## Supplied material
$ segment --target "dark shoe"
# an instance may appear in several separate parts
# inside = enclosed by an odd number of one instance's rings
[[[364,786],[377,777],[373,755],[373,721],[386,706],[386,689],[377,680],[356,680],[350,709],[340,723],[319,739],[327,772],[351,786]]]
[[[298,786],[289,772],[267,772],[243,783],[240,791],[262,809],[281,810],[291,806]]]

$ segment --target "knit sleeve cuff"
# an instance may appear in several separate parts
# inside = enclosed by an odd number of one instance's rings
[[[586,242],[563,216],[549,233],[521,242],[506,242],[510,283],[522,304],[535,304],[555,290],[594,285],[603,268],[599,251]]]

## Stated exercise
Copy out all of the rows above character for character, with no changes.

## Exercise response
$ segment --target "dark shoe"
# an instance may appear in several separate parts
# inside = enclosed by an odd number of one instance's rings
[[[364,786],[377,777],[373,755],[373,721],[386,706],[386,689],[377,680],[356,680],[350,709],[340,723],[319,739],[327,772],[351,786]]]
[[[298,786],[289,772],[267,772],[243,783],[240,791],[262,809],[281,810],[291,806]]]

$ segment --target "knit sleeve cuff"
# an instance may appear in several separate parts
# inside = enclosed by an odd number of one instance's rings
[[[586,242],[563,216],[549,233],[521,242],[506,242],[510,283],[522,304],[535,304],[555,290],[594,285],[603,268],[599,251]]]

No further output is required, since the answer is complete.